### Exercise prompt
Count the lines in the saved data entries below that contain the string "woman", treating case as significant. Reply with the number alone.

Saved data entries

--*--

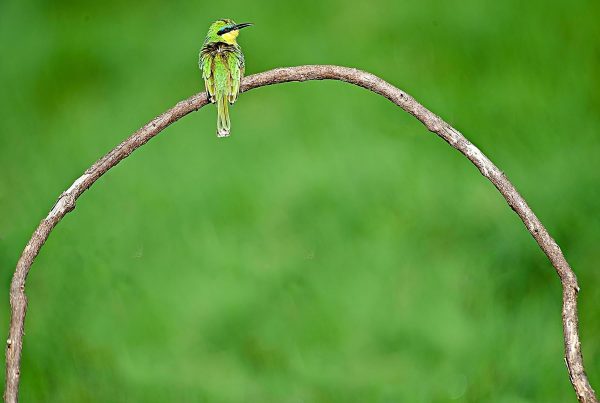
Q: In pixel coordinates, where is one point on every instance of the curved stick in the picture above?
(66, 203)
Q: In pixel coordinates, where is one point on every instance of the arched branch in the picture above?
(66, 203)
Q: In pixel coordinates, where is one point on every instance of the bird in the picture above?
(222, 65)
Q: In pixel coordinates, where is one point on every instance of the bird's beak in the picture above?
(242, 25)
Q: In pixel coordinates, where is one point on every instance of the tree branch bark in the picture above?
(67, 199)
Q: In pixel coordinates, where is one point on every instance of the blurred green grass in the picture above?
(332, 250)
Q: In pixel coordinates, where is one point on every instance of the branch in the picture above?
(66, 203)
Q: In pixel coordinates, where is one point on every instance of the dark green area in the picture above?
(331, 250)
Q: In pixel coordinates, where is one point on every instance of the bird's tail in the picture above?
(223, 123)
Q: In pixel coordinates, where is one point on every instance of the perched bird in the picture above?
(222, 66)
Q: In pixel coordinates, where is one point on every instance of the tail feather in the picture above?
(223, 122)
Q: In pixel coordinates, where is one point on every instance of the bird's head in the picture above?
(225, 31)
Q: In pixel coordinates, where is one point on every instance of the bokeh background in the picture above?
(331, 250)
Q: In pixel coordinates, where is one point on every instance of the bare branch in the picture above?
(66, 203)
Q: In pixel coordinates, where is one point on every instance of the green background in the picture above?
(332, 249)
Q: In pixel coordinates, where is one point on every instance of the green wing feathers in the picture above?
(222, 71)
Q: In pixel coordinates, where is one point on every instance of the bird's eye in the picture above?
(224, 30)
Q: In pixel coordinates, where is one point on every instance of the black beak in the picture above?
(242, 25)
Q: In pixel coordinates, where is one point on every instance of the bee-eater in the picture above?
(222, 66)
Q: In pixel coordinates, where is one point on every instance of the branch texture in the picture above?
(66, 203)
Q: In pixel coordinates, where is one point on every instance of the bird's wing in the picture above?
(207, 67)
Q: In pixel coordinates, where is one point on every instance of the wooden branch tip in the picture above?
(66, 203)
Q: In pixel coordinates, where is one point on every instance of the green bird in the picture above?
(222, 66)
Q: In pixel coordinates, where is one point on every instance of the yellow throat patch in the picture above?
(230, 36)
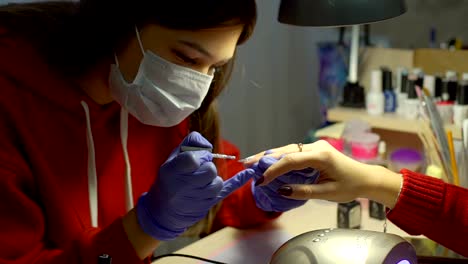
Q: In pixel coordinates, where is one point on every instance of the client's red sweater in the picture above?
(431, 207)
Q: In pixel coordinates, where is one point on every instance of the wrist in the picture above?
(143, 243)
(382, 185)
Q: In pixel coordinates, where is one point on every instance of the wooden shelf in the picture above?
(387, 121)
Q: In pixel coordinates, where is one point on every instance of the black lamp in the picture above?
(329, 13)
(320, 13)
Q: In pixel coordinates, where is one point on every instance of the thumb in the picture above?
(236, 182)
(322, 191)
(195, 139)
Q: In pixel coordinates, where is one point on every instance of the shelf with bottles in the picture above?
(386, 121)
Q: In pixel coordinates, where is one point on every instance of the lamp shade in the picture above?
(321, 13)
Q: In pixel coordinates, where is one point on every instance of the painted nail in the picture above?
(285, 191)
(260, 181)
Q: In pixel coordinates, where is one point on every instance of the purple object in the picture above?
(406, 155)
(406, 158)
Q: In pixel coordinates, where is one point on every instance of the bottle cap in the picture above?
(402, 73)
(429, 84)
(376, 81)
(387, 79)
(462, 94)
(465, 76)
(450, 75)
(412, 94)
(438, 87)
(382, 147)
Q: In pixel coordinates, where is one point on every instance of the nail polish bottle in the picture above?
(412, 102)
(460, 109)
(402, 94)
(389, 94)
(376, 210)
(349, 215)
(375, 100)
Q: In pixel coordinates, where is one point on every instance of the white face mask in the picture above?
(163, 93)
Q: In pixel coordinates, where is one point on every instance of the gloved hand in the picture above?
(267, 198)
(186, 188)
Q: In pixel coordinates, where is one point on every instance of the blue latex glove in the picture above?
(267, 197)
(186, 188)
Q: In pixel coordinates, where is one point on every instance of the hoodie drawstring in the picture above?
(128, 170)
(92, 174)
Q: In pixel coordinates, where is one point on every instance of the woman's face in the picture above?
(201, 50)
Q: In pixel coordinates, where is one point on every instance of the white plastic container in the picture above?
(375, 99)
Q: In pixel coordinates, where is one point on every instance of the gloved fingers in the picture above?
(323, 191)
(205, 192)
(195, 139)
(235, 182)
(201, 207)
(262, 200)
(186, 162)
(299, 177)
(203, 176)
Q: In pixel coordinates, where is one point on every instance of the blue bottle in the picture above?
(389, 94)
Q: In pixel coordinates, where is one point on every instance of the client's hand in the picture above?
(341, 178)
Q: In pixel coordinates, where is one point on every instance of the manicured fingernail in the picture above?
(285, 191)
(260, 181)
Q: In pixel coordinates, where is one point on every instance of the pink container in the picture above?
(364, 146)
(337, 143)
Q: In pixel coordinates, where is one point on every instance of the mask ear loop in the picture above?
(139, 40)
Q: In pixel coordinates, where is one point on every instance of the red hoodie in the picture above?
(44, 196)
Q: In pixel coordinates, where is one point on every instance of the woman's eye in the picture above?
(186, 59)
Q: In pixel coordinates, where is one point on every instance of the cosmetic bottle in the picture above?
(438, 88)
(412, 102)
(402, 79)
(449, 87)
(460, 109)
(375, 100)
(389, 94)
(429, 84)
(349, 215)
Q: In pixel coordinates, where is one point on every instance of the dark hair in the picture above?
(73, 37)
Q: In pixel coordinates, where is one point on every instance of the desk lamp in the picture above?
(332, 13)
(343, 245)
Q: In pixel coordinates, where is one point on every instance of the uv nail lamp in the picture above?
(345, 246)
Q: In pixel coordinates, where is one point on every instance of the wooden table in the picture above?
(232, 245)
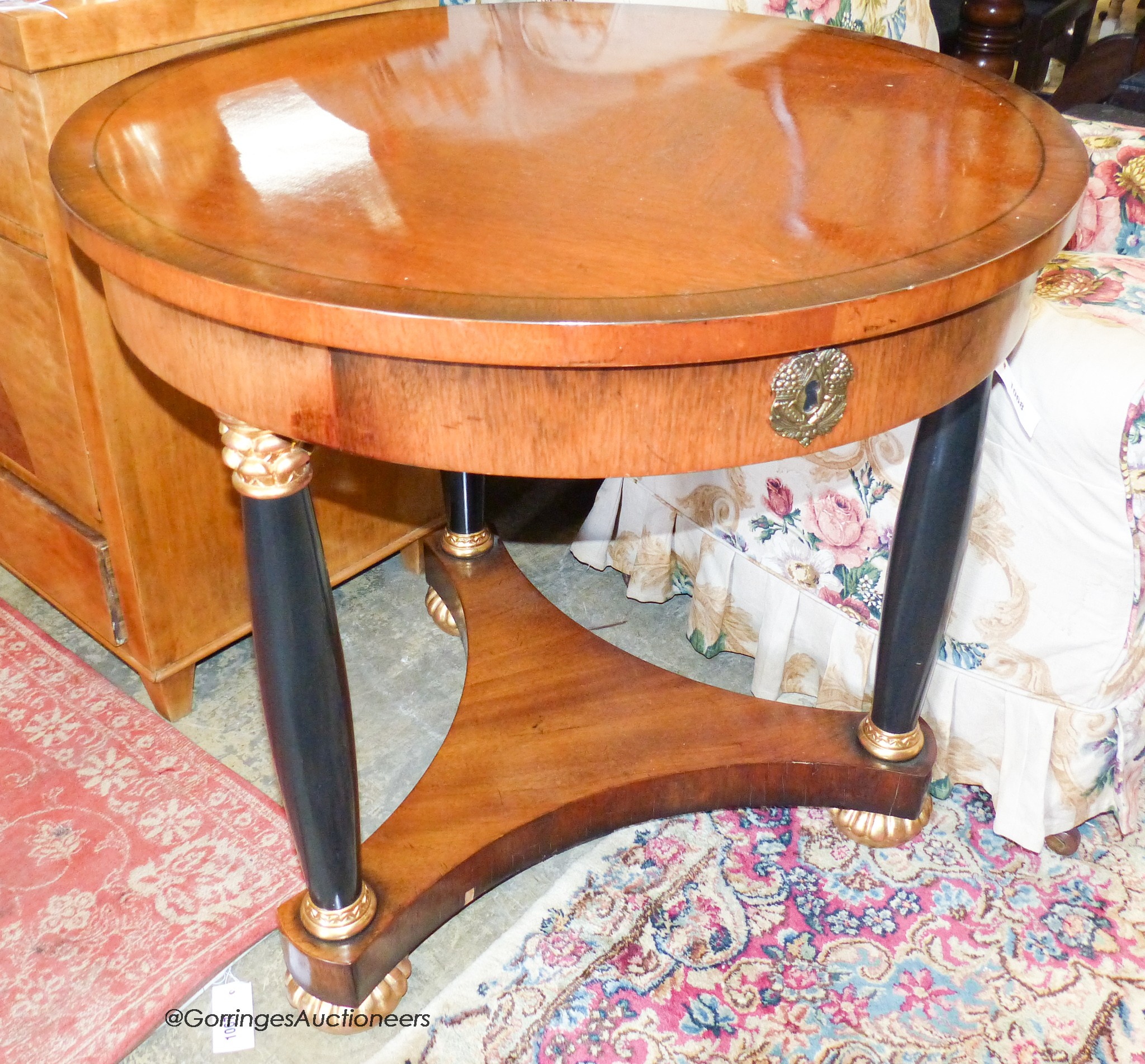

--*--

### Reply
2